GIVEN EXERCISE | Can you repeat all of the rows below with "camera-trap tally" swapped for "field survey" and nothing else changed, leaving the pictures out of your answer?

Image object location entries:
::::

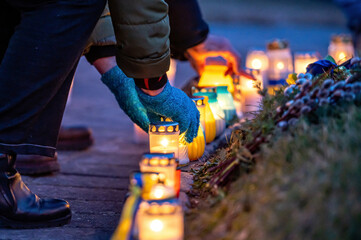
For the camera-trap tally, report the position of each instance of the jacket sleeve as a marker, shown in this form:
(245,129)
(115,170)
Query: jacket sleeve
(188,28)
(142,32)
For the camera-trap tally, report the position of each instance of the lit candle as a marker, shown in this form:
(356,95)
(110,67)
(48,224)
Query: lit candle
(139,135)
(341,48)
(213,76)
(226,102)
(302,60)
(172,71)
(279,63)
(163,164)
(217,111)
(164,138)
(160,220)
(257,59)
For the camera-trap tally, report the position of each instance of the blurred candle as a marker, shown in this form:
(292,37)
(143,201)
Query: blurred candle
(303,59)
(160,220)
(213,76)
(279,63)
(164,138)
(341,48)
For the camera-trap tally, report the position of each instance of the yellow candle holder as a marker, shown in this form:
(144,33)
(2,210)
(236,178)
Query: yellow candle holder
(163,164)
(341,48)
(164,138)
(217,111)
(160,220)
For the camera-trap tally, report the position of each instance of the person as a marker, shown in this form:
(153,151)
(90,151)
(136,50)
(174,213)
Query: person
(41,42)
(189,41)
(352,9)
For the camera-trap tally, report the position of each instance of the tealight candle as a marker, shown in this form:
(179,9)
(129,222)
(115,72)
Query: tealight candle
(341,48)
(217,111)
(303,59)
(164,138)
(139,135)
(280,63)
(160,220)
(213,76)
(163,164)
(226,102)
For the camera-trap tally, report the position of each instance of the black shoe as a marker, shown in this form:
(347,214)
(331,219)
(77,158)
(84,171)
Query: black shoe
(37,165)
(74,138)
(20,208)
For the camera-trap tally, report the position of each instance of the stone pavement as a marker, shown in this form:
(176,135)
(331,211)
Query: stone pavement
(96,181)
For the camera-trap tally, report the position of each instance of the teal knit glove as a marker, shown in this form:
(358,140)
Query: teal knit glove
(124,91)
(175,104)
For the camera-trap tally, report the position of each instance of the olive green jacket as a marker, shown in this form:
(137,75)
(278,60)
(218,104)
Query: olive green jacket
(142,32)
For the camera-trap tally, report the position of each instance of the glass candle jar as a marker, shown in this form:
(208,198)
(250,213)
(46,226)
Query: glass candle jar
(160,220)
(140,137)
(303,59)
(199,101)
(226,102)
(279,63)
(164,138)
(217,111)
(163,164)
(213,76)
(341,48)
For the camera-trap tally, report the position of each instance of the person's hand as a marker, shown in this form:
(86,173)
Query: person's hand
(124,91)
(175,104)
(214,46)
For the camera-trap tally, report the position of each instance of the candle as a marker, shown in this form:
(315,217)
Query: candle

::::

RESULT |
For the field survey, report the position of each instance of the jacket sleeve as a marker, shown in this form:
(245,129)
(115,170)
Query: jacket sleeve
(188,28)
(142,32)
For the field survey, report the position of each instance of the lit candle as a marker, shown in this form:
(356,95)
(110,67)
(48,224)
Query: lit candle
(139,135)
(341,48)
(213,76)
(226,102)
(302,60)
(172,71)
(279,63)
(163,164)
(217,111)
(164,138)
(160,220)
(257,59)
For the field survey, report the position of each instance of the blurred candle as a marker, shown in this form:
(292,37)
(143,201)
Query: blurred candle
(303,59)
(160,220)
(213,76)
(279,63)
(164,138)
(341,48)
For the field survey, report the position of each instance of the yellow candle holder as a marker, shown in this form:
(144,33)
(2,210)
(236,178)
Query: yellow candle holder
(163,164)
(341,48)
(164,138)
(217,111)
(160,220)
For the field survey, report the position of each instance of the person as a marker, shown in this form:
(153,151)
(90,151)
(136,50)
(174,213)
Query: person
(41,42)
(189,41)
(352,9)
For the field survey, report the position of each instance of the tealight candle as a marker, shown in this form:
(179,9)
(129,222)
(115,72)
Query: tealight candle
(341,48)
(217,111)
(303,59)
(164,138)
(139,135)
(280,63)
(160,220)
(213,76)
(163,164)
(226,102)
For the field survey, report the position of each instance of the black shoe as a marker, shown in this form:
(347,214)
(331,219)
(77,158)
(84,171)
Query: black shoe
(37,165)
(74,138)
(20,208)
For the field survey, report the position of each instance of the stone pavement as a marker, shown in this form:
(176,135)
(331,211)
Query: stone pavement
(96,181)
For the field survey, report the position of each instance of the teal knit glove as a marker, shown in this form:
(358,140)
Query: teal knit glove
(124,91)
(175,104)
For the field survey, report the position of each instance of the olive green jacket as a marker, shown in this form:
(137,75)
(278,60)
(218,104)
Query: olive green jacket
(142,32)
For the field survey, report the position of each instance of the glass candle jar as a marker, shown in this form:
(208,198)
(250,213)
(46,226)
Query: glass candle jar
(160,220)
(140,137)
(303,59)
(199,101)
(226,102)
(279,63)
(164,138)
(217,111)
(163,164)
(213,76)
(341,48)
For the field survey, report the position of each instance of the person's hand as a marker, shown in this form:
(86,173)
Query: person's hand
(124,91)
(175,104)
(214,46)
For the field survey, report the position of each instance of the candle as a marker, shown in this form:
(315,217)
Query: candle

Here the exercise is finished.